◆ Tasks to complete ◆
1. From the Expresso planning document, list every part or layer of Expresso that it names.
2. According to the Expresso planning document, how often should readers check back for updates?
3. Extend the Expresso planning document, beginning right after its final sentence.

This document discusses proposed feature direction of Expresso for discussion
purposes. Some of it is incremental, some of it is sweeping. It contains a high-level overview of the development work planned longterm
for Expresso. By it's very nature, this information will change as new
rechnologies and standards are available, so check back about quarterly
for updates.
Introduction
Expresso 4 had it's controller API refactored as part of its integration
with Struts. Since then, performance has been way up and the new implementation
has proven itself flexible and fast. I propose that by and large we keep
the controller API as is.
Some other areas of Expresso are due for a refactoring to reflect technology
changes.
While 5.0 offers additional functionality and improvements to the data
access and security layers of Expresso, it is desireable to do some refactoring
which requires a major release. Here are a few examples:
- Not easy to integrate with EJBs
- DBObjects have become one monolithic class that could be used to be broken
down into smaller sets. Maintainability of this object has become difficult.

◆ Dataset records ◆
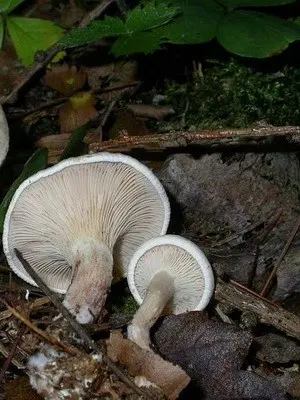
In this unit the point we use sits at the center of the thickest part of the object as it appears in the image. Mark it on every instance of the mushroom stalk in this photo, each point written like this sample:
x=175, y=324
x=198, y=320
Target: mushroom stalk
x=92, y=276
x=160, y=291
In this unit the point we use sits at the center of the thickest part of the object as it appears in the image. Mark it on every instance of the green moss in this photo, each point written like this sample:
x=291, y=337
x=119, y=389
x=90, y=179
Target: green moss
x=124, y=305
x=233, y=95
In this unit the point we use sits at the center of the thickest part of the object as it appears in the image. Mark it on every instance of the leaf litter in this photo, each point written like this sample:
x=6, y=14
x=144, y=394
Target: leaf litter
x=225, y=205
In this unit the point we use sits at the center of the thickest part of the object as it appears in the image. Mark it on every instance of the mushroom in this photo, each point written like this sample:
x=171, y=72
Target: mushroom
x=167, y=273
x=4, y=136
x=75, y=221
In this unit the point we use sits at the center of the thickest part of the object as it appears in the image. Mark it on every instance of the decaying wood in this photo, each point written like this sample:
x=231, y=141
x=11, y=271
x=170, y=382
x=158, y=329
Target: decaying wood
x=78, y=329
x=259, y=136
x=267, y=313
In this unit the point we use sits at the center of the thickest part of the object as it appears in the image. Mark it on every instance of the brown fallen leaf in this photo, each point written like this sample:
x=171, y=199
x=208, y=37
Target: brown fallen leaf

◆ Expected responses ◆
1.
- Controller API
- Data access layer
- Security layer
- DBObjects

2. About quarterly.

3.
- Not easy to integrate with non-JDBC data sources.
- Limited LDAP support
- No JAAS support as of yet.
So, here's what is proposed:
Revised Security API
The basic goal here is to keep as much of the idea that Shash has started and
implement all roles and users as interfaces that can be easily extended. Here's some of the features that should be considered:
- JAAS Integration. The number one design goal will be to integrate with JAAS.
This will allow easy communication with any J2EE servers, as well as other
authorization containers.
- Database Independence. Currently there's still a lot of database dependencies
within the Expresso security system. We need to fully allow the Security Module
to manage it with or without database requirements. Does a person want to
plug in an XML-based security module where all the roles and permissions are
defined in an XML file? Fine. Although Expresso won't attempt to implement
all these ideas. We will allow a pluggable system whereby somebody can extend
as they will.
Revised Data Access API
So here's the basical goals:
- Scalability. We need to be able to deal with systems that can scale
to multiple servers both on the web end and lower layers.
- Multi-Datasource Aware: We need to be able to mesh with JDBC datasources,
JDO systems, as well as EJB, and JMS datasources.
- High Performance: We don't want to sacrifice performance for the
single-server setup that is the vast majority of Expresso's current user base.
- Ease of APIs: Ideally, the system would allow a basic set of API's
that allow a programmer to get a working system with very few lines of code.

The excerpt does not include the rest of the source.